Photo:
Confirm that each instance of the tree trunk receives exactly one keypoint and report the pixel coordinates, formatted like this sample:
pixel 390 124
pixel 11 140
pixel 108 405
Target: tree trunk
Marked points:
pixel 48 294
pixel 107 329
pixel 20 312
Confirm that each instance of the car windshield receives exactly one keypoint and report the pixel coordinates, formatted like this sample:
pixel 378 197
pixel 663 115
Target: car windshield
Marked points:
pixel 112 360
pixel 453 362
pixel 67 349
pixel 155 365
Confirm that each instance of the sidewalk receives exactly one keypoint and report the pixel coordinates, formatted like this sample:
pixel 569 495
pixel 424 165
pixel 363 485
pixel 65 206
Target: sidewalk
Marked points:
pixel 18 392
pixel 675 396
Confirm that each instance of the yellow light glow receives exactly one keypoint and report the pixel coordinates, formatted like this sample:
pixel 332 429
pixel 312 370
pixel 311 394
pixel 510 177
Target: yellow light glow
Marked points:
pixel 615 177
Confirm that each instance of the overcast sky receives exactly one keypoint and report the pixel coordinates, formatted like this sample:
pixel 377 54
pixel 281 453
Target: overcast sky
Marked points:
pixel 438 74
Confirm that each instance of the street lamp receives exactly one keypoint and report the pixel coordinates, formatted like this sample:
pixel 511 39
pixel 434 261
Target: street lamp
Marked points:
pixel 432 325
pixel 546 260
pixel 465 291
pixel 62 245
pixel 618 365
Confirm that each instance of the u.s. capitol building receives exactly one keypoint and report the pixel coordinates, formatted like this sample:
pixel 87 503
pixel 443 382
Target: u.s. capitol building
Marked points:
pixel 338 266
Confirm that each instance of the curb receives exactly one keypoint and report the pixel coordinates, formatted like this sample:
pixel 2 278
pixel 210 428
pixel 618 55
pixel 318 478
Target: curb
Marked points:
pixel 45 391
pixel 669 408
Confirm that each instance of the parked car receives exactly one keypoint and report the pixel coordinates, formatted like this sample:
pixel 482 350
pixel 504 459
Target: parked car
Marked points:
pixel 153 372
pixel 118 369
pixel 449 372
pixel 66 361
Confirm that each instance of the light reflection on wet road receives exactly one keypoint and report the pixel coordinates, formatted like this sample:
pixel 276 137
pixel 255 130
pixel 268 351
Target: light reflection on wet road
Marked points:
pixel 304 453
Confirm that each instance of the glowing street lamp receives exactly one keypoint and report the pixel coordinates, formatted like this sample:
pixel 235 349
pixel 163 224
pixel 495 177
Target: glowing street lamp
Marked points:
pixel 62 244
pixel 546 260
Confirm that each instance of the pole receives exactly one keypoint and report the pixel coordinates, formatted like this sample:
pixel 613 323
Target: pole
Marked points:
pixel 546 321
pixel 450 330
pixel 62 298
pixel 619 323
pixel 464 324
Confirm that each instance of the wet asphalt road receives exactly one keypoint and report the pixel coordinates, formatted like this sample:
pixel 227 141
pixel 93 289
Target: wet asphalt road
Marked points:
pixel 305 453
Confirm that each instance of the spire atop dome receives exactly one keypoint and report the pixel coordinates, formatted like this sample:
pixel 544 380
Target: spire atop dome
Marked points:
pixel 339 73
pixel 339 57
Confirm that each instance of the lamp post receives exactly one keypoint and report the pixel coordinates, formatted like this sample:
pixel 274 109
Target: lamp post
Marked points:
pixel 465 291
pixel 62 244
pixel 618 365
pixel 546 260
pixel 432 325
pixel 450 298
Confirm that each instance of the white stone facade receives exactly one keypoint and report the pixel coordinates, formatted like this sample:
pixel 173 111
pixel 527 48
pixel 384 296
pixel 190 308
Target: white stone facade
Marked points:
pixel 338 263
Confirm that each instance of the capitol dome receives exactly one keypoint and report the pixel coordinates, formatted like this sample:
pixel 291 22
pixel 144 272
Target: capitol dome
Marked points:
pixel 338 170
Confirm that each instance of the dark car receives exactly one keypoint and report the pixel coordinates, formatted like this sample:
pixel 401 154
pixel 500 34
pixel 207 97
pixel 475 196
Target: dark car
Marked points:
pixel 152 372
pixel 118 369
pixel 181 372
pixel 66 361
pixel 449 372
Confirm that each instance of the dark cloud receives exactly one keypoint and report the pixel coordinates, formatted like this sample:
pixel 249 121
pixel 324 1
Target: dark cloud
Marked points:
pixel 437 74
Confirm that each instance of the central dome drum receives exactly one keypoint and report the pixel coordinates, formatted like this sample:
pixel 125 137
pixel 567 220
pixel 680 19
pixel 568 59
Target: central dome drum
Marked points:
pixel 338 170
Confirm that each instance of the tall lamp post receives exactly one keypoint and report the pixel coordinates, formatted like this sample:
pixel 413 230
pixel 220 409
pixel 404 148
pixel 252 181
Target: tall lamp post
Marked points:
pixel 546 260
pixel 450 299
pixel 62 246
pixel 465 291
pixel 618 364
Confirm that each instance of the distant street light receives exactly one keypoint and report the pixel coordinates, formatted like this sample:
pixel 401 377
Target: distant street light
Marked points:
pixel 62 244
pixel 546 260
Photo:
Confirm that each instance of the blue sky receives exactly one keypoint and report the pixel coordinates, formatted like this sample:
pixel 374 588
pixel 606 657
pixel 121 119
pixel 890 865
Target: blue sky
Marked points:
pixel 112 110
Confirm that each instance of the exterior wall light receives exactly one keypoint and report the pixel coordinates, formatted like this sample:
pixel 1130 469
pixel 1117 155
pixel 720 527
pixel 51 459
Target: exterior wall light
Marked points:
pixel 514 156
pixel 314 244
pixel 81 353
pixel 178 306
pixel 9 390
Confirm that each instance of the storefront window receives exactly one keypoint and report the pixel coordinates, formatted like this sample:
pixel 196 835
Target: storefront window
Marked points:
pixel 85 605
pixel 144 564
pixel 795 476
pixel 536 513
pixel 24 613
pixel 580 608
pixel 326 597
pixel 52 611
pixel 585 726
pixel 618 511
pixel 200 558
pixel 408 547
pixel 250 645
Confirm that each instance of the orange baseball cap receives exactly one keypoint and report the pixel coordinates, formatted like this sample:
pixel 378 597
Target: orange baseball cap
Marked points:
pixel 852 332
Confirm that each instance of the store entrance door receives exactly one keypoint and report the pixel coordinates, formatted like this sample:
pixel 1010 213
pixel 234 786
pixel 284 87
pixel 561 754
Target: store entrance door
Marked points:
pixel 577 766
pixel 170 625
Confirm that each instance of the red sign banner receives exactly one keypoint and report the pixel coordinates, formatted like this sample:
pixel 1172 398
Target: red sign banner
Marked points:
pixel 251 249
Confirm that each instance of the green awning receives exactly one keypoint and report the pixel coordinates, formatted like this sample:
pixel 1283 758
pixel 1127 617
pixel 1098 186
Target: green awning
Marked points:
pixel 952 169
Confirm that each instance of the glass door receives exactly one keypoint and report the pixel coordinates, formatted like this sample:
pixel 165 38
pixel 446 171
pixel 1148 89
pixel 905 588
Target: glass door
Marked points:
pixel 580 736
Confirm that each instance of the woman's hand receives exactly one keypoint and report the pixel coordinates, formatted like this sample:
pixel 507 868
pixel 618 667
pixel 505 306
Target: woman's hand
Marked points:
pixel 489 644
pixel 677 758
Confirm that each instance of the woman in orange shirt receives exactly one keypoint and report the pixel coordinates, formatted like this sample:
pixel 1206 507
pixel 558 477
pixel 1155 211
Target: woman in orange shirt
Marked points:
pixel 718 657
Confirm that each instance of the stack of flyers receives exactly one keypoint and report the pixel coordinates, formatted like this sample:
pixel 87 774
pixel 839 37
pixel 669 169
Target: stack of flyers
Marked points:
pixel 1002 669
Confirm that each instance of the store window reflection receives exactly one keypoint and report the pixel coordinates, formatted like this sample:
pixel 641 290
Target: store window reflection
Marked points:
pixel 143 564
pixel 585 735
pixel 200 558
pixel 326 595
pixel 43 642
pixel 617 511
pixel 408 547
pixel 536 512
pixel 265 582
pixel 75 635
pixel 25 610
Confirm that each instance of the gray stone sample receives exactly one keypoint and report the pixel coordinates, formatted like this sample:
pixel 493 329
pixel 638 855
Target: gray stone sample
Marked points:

▶ YOUR INSTRUCTIONS
Scan the entries above for the line containing "pixel 1098 186", and copy it and all lines after it exactly, down to and including the line containing "Target: woman's hand".

▶ ANSWER AREA
pixel 1098 186
Target: green awning
Marked points:
pixel 952 169
Confirm that each instance of the glass door receives exactly one keypoint and report the pixel coordinates, formatted like this sample:
pixel 165 38
pixel 446 171
pixel 1148 89
pixel 905 588
Target: glass door
Marked points:
pixel 580 736
Confirm that each instance of the woman's hand receives exactly one keypoint and report the pixel coordinates, formatted like this sample:
pixel 507 868
pixel 618 667
pixel 505 306
Target: woman's hand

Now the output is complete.